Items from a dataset
__________________________________________________

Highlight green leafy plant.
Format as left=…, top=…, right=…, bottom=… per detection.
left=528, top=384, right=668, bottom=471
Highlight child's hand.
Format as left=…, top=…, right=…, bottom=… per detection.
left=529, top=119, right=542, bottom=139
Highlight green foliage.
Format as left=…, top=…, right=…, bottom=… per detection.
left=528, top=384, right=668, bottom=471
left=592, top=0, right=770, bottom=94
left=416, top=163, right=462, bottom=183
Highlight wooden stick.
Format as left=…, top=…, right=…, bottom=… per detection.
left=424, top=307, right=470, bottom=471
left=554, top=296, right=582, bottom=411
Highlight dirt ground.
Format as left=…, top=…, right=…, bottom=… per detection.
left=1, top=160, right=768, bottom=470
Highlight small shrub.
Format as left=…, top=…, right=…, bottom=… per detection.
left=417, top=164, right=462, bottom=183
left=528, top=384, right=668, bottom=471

__________________________________________________

▶ _What the task requires_: Exactly the lines from the one holding "Highlight wooden stick." through the end of the records above are to be returned, and nothing else.

▶ _Response box_:
Highlight wooden stick.
Format as left=…, top=…, right=…, bottom=… per detection.
left=424, top=307, right=470, bottom=471
left=554, top=296, right=582, bottom=411
Highlight dirt ground.
Format as left=…, top=…, right=…, bottom=… per detection.
left=1, top=160, right=768, bottom=470
Highlight small shrub.
Format as left=…, top=…, right=…, bottom=… per detection.
left=417, top=164, right=462, bottom=183
left=528, top=384, right=668, bottom=471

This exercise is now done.